* _Written instruction_:
Copy the rows verbatim, starting at the line that contains "Q: Looking at this image, detect the green" and ending at the line that contains "0;0;640;461", with both of those lines included.

* _Input material_:
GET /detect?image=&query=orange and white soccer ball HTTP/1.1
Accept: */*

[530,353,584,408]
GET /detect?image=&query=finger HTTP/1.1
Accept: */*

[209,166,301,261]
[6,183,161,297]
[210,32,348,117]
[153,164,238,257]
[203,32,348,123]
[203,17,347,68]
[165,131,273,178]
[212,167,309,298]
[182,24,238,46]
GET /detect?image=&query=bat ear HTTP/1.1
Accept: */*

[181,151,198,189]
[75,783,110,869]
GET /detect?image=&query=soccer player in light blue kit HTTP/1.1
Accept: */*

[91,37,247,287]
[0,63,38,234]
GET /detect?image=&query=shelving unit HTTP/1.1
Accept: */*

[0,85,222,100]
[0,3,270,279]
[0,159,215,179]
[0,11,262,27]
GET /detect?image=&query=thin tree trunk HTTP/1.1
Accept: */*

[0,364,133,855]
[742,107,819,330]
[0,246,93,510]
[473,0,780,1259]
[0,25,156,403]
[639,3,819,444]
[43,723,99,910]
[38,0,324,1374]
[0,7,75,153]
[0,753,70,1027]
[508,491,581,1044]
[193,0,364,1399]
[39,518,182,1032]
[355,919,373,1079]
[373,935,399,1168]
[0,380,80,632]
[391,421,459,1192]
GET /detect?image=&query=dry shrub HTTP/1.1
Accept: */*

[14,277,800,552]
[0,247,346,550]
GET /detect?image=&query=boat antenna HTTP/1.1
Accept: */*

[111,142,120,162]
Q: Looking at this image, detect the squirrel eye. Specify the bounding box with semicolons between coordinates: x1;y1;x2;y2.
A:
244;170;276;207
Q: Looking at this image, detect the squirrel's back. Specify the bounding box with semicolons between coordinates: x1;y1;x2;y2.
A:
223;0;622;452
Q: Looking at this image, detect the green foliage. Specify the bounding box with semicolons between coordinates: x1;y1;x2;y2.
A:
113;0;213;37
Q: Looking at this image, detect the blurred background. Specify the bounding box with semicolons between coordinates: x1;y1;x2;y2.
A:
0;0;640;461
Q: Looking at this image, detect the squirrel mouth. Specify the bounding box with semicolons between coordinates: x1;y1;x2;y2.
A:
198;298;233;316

* _Solution to the exercise_:
Q: Looking at this image, detect the green foliage. Specify the bounding box with semicolons between coordinates: x1;y1;x2;y2.
A:
113;0;213;37
Q: Looking at this image, detect the blurred background. Specify the bounding box with semicolons between coordinates: x1;y1;x2;y2.
A:
0;0;640;461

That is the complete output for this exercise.